# start of EXTRACTED INFORMATION

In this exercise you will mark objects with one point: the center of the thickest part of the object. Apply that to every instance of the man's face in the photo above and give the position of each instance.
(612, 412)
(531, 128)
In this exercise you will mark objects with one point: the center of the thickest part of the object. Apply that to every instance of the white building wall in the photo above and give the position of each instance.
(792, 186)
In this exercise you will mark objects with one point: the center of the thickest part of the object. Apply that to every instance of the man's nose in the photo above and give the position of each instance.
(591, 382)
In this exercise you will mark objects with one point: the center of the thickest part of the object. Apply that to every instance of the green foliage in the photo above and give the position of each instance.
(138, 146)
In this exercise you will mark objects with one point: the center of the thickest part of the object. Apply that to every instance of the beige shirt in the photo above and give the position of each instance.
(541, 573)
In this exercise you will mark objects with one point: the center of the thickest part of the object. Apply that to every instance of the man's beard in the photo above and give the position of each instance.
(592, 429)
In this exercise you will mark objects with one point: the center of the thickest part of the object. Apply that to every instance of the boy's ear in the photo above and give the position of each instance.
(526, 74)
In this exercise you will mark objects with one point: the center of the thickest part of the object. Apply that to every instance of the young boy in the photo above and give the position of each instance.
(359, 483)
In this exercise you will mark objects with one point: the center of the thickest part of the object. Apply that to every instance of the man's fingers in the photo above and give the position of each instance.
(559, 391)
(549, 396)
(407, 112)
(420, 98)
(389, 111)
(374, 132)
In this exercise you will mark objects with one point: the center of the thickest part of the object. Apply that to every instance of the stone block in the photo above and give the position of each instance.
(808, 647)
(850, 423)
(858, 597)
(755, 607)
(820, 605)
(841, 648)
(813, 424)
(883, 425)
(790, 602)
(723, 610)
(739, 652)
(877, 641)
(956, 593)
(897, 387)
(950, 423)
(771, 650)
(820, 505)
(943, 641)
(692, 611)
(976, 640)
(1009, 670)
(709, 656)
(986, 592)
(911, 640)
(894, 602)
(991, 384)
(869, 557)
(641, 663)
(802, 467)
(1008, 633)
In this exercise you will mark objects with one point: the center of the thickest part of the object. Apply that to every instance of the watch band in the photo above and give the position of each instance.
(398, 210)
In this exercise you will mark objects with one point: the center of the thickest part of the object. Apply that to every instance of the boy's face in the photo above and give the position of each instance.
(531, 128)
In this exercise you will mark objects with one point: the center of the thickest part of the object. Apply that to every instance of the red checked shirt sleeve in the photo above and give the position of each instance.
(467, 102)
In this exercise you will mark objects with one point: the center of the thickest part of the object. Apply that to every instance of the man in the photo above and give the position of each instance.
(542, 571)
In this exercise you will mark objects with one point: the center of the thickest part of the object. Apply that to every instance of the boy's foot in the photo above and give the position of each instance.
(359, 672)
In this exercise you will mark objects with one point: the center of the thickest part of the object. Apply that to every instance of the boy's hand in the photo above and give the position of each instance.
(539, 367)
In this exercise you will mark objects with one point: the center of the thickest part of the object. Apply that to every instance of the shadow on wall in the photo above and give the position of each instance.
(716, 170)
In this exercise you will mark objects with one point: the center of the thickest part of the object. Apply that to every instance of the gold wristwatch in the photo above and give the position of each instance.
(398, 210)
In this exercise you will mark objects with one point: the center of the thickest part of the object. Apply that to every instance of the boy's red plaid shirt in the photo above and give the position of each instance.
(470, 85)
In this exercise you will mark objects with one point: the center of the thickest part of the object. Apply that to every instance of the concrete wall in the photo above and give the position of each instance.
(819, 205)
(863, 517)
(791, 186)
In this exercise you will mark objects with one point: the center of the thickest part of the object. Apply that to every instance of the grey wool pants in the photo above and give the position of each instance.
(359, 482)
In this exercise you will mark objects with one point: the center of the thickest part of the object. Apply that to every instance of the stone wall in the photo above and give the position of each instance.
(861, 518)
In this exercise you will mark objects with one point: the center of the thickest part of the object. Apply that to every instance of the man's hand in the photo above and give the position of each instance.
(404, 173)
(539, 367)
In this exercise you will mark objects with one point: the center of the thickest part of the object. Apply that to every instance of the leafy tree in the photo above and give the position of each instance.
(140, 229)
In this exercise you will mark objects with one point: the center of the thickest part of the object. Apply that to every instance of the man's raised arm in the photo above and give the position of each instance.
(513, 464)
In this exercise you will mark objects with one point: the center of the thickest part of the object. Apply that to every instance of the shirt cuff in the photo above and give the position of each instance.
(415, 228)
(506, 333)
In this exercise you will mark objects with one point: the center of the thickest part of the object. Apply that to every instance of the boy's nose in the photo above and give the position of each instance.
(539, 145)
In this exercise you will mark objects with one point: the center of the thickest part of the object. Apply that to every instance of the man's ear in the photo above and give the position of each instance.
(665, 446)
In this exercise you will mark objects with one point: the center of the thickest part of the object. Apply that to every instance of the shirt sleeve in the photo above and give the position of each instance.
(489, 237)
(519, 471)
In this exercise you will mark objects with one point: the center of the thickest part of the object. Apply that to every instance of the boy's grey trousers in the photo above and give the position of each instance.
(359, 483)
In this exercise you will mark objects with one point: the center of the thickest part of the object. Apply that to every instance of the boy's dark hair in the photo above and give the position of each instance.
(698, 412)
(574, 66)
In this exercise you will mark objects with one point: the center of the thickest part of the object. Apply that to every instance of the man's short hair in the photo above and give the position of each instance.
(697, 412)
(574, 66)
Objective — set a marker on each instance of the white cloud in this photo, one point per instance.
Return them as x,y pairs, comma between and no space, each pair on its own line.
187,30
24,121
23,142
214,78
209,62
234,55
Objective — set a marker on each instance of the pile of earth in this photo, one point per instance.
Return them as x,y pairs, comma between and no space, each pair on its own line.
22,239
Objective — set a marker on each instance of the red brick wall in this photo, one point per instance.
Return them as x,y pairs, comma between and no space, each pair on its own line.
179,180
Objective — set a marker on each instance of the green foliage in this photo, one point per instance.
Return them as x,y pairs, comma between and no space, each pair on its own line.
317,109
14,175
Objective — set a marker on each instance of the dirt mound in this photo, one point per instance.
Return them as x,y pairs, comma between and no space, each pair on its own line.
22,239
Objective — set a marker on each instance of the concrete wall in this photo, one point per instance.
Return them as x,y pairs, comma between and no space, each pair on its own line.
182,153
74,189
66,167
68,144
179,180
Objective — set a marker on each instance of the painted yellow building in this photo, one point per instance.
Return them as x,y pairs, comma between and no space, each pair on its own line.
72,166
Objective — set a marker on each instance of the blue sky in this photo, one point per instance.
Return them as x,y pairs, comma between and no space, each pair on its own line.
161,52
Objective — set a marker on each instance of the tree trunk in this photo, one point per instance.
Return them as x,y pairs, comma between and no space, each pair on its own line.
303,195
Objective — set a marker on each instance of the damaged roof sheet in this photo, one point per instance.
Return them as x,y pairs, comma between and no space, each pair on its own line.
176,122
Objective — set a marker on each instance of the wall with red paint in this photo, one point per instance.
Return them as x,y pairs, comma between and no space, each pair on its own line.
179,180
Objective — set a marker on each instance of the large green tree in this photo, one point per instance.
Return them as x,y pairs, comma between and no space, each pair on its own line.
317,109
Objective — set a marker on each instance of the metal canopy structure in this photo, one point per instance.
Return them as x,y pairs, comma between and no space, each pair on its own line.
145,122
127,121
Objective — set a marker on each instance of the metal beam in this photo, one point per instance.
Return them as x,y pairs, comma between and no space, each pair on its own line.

# end of EXTRACTED INFORMATION

- [WORK TO BE COMPLETED]: The line containing "Objective — set a marker on each instance of the wall" marks the start; retype it and each line after it through the end of the records above, exactly.

- [WORKED SOLUTION]:
Objective — set a marker on each instance of the wall with red paint in this photo, one point per instance.
Return them as x,y pairs, comma between and no space, each pair on its own line.
179,180
Objective — set a marker on each instance of the large green tree in this photo, one point per instance.
Return them as x,y pairs, comma between and no space, each pair on its own line.
317,109
Objective — set a marker on each instance of the metal canopy structure in this photo, one point per instance.
Return them as x,y pairs, comma between and no space, each pair on its own line.
145,122
127,121
Objective — set a marker on each instance of the metal beam in this photo, one point per instance.
Return them as x,y pairs, comma between and no space, each pair on its own line.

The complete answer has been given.